## What you are asked to do
Below is a set of records; restate each one word for word.

Provided data START

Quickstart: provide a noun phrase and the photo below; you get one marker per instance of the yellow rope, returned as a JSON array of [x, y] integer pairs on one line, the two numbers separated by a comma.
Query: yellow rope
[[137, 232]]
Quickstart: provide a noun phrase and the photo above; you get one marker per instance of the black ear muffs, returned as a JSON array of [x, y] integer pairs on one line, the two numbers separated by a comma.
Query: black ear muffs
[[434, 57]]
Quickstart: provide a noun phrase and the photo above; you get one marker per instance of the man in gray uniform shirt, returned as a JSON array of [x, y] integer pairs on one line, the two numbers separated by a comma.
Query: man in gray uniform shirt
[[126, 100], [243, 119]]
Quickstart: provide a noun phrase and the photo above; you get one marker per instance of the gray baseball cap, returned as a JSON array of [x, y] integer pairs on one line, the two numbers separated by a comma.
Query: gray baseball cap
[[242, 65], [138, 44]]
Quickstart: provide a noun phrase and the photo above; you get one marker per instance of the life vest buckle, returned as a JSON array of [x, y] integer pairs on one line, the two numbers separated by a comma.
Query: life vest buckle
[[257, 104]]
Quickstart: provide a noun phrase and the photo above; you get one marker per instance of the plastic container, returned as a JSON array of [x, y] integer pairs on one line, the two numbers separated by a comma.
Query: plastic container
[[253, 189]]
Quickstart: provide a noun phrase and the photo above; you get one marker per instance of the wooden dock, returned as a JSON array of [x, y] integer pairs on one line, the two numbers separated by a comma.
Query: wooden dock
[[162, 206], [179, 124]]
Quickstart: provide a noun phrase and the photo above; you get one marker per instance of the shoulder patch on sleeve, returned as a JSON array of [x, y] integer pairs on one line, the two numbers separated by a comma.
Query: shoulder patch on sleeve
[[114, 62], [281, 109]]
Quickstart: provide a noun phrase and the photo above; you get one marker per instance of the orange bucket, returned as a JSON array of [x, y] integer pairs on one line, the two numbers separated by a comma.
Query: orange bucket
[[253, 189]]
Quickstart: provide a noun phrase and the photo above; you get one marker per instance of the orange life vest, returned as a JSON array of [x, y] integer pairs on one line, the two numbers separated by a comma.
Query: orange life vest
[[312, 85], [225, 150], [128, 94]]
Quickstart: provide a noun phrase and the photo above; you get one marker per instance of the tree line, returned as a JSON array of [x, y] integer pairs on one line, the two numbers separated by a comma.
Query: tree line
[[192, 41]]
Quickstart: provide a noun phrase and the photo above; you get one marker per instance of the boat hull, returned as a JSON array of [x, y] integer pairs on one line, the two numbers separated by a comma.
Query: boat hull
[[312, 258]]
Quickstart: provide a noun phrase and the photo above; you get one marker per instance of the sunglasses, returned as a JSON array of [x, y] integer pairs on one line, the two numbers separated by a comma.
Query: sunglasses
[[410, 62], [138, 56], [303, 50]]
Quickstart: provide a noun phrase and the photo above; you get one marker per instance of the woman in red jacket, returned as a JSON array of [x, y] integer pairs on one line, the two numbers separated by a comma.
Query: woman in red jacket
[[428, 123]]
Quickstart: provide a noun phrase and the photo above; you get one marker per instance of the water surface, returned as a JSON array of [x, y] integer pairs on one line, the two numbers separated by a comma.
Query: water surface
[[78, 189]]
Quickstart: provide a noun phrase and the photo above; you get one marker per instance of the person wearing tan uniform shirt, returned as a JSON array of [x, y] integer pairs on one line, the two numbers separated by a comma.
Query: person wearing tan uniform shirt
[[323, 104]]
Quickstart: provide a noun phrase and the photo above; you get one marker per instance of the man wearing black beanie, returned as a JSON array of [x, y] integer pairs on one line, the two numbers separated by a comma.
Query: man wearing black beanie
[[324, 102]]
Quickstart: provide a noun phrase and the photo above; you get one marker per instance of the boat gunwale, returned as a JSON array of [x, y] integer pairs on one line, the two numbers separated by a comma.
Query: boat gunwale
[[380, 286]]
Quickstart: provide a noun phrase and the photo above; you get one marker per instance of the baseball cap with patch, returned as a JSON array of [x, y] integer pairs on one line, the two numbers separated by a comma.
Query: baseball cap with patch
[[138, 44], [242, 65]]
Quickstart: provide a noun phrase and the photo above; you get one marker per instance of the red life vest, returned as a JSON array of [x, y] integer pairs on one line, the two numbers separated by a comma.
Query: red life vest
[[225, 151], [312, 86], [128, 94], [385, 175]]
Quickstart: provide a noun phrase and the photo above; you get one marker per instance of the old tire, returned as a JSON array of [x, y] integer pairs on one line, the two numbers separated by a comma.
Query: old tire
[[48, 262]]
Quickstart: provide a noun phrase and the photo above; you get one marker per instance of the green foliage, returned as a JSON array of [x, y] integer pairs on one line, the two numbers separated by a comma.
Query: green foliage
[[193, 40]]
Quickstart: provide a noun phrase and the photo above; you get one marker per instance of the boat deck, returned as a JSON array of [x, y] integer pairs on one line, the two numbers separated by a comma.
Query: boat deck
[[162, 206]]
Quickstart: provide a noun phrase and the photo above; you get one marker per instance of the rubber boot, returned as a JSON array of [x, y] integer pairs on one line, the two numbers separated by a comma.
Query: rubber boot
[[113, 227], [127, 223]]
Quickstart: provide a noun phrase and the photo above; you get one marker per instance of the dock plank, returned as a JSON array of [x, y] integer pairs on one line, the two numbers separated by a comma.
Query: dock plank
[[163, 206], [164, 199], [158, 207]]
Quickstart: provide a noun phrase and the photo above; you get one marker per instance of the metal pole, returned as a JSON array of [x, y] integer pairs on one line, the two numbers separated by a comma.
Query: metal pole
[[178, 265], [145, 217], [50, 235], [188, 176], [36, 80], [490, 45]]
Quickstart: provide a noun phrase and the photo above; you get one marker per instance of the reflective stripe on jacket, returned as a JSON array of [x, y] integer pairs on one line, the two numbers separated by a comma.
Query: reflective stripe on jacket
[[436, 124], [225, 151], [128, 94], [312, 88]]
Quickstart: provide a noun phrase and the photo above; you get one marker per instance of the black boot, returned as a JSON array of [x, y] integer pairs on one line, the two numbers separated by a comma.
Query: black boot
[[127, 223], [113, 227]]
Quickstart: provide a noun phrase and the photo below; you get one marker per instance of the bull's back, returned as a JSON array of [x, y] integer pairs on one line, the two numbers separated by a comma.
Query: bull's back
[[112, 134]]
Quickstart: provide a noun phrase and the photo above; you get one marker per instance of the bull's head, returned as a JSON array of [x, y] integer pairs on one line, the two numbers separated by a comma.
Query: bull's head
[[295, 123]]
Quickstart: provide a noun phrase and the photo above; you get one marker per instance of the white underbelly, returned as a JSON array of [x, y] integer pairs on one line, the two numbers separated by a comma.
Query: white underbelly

Provided data END

## Result
Quickstart: provide a noun phrase and the photo below; you get one marker per instance of the yellow rope, returned as a JSON array of [x, y] integer pairs on one line, the two numbers separated by a comma.
Query: yellow rope
[[137, 232]]
Quickstart: provide a noun phrase and the photo above; you get one marker per instance of the black ear muffs, returned as a JSON array of [x, y] integer pairs on one line, the two numbers separated by a comma.
Query: black ear muffs
[[434, 57]]
Quickstart: provide a noun phrase and the photo above; you get one marker per instance of the man in gray uniform shirt, returned as a JSON array of [x, y] integer pairs on one line, the two numbers separated by a comma.
Query: man in gray uniform shirt
[[126, 100], [243, 119]]
Quickstart: provide a noun phrase and the photo above; you get one marker per instance of the gray baseball cap, returned as a JSON array of [x, y] integer pairs on one line, the two numbers separated by a comma.
Query: gray baseball cap
[[242, 65], [138, 44]]
Quickstart: provide a noun phrase and the photo above; you get one marker per instance of the life vest buckle, returned as a JSON array of [x, y] integer pairs on one line, the two numbers separated by a comma.
Query: life vest buckle
[[257, 104]]
Quickstart: provide a noun phrase and the photo above; you get one marker per instance of the plastic container, returned as a JSON array of [x, y] integer pairs on one line, the two numbers separated by a comma.
Query: plastic container
[[253, 189]]
Quickstart: provide a noun phrase and the photo above; you get one marker per instance of the wooden dock, returned as a JSON array of [x, y] integer pairs on one line, the two numbers separated by a comma.
Query: wooden dock
[[162, 206], [179, 124]]
Quickstart: provide a noun phrase and the photo above; you get one marker per instance of the shoulder patch on sleeve, returned as a JSON array of [x, y] integer pairs on one line, the two numbers separated by a comma.
Query: shoulder patch on sleeve
[[114, 62], [281, 109]]
Quickstart: provide a noun phrase and the photo above; you get one marker per instance of the orange bucket, returned as a JSON array of [x, y] integer pairs on one line, the two numbers separated by a comma.
Query: orange bucket
[[253, 189]]
Quickstart: provide a noun phrase and the photo above; you get one marker per instance of the orange life vest, returned as a JSON array of [x, y] integer pairs on one line, the two numbers separated by a comma.
Query: orange life vest
[[312, 85], [225, 150], [128, 94]]
Quickstart: provide a noun phrase and the photo above; you get one marker per instance of the tree line, returned as a JSON array of [x, y] integer pairs on one line, the two numbers separated by a comma.
Query: tree line
[[192, 41]]
Quickstart: provide a noun phrase and the photo above; you get one marker per instance of the boat hull, returned as a JSON array of [x, y] integer pairs on one line, the two numbers separated by a comma.
Query: boat hull
[[312, 258]]
Quickstart: provide a noun phrase and the photo above; you get one marker per instance of the sunglasses, returned as a JSON array of [x, y] integer pairs on one line, the two numbers separated by a comma.
Query: sunglasses
[[410, 62], [138, 56], [303, 50]]
Quickstart: provide a noun phrase and the photo above; you get one marker per instance of the woman in red jacket, returned as a JSON array of [x, y] integer pairs on one line, the two numbers separated by a comma.
Query: woman in red jacket
[[428, 123]]
Quickstart: provide a noun phrase and the photo above; you get one marker per instance of the water surface, returned as a JSON array of [x, y] integer pairs on one line, the two numbers separated by a comma.
Query: water surface
[[78, 189]]
Quickstart: provide a noun phrase and the photo above; you get one marker per instance of the person wearing tan uniform shirt, returned as a JSON array of [x, y] integer pairs on one line, the two numbers separated by a comma.
Query: person wearing tan uniform shirt
[[323, 104]]
Quickstart: provide a noun phrase and the photo above; you get one marker per instance of the man wearing black beanie, returned as a JSON array of [x, y] integer pairs on one line, the two numbers separated by a comma.
Query: man wearing black beanie
[[324, 102]]
Quickstart: provide a noun phrase and the photo above; you get one marker per instance of the boat gunwale, returned as a JSON array of [x, y] integer pairs on one line, the two numbers separated by a comma.
Query: boat gunwale
[[380, 286]]
Quickstart: provide a noun phrase and the photo above; you get one marker per instance of the baseball cap with patch, returned as a JSON array of [x, y] integer pairs on one line, the two numbers separated by a comma.
Query: baseball cap with patch
[[138, 44], [242, 65]]
Quickstart: provide a noun phrase and the photo above; you get one marker per instance of the red life vest, returned as a JSON array of [x, y] integer pairs on one line, the two numbers separated by a comma.
Query: red life vest
[[225, 151], [312, 86], [128, 94], [385, 175]]
Quickstart: provide a noun phrase and the photo above; you get one marker per instance of the old tire, returned as a JSON array of [x, y] integer pairs on one line, the two numbers separated by a comma.
Query: old tire
[[48, 262]]
Quickstart: provide a noun phrase and the photo above; you get one marker per instance of the green foliage, returned as a JSON array of [x, y] integer pairs on one line, the two numbers separated by a comma.
Query: green foliage
[[193, 40]]
Quickstart: provide a noun phrase and the photo above; you get one marker per instance of the boat deck, returned as a JSON array of [x, y] integer pairs on one line, the two numbers separated by a comma.
Query: boat deck
[[162, 206]]
Quickstart: provide a noun phrase and the photo above; you get one marker per instance of the rubber boot, returned as a JSON array of [x, y] integer pairs on one line, the two numbers separated by a comma.
Query: rubber boot
[[113, 227], [127, 223]]
Quickstart: provide a noun phrase and the photo above; you get one marker per instance of the dock plank, returned as a JSON array of [x, y] integer pairs on one line, the two numbers separated by a comma.
Query: dock plank
[[163, 206], [164, 199], [158, 207]]
Quickstart: provide a noun phrase and the photo above; you get one marker per instance of the metal pole, returned as a JSON array of [x, y] integer pairs on one line, the two numbers separated by a comma.
Query: metal pole
[[178, 265], [145, 217], [50, 235], [188, 176], [36, 80], [490, 45]]
Quickstart: provide a noun phrase and the photo above; you get one marker per instance of the reflective stripe on jacket, returned as a JSON array of [x, y] integer pairs on one line, the two numbers separated by a comma.
Query: reflective stripe on jacket
[[436, 124], [225, 151], [128, 94], [312, 88]]
Quickstart: provide a noun phrase and the photo above; you get one marker per instance of the black boot, returned as a JSON array of [x, y] integer pairs on one line, the two numbers separated by a comma.
Query: black boot
[[127, 223], [113, 227]]
Quickstart: provide a noun phrase and the photo below; you get one marker per instance of the bull's back, returned as a JSON array of [x, y] integer pairs on one line, the two numbers separated by a comma.
Query: bull's back
[[112, 134]]
Quickstart: provide a noun phrase and the photo above; you get one marker per instance of the bull's head, returned as a JSON array of [x, y] integer pairs on one line, the two numbers separated by a comma.
Query: bull's head
[[295, 123]]
Quickstart: provide a noun phrase and the photo above; you get one marker per instance of the white underbelly, returned as a JSON array of [x, y] integer pairs on one line, the two numbers separated by a comma.
Query: white underbelly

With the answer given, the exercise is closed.